Items listed in a dataset:
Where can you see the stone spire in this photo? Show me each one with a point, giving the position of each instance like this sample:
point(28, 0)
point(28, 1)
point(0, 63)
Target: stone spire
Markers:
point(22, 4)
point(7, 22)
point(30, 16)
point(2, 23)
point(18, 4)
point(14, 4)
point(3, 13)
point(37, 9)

* [WHAT TO DO]: Please edit the rows above, changing every "stone spire" to "stone tower" and leaving the rest untouched.

* [OUTPUT BELOW]:
Where can you see the stone tower in this photo? Show me each one with a point, giving the position of each instance like this sample:
point(28, 0)
point(28, 1)
point(0, 63)
Target: stone tower
Markers:
point(22, 4)
point(7, 22)
point(30, 16)
point(2, 23)
point(18, 4)
point(14, 4)
point(3, 13)
point(37, 9)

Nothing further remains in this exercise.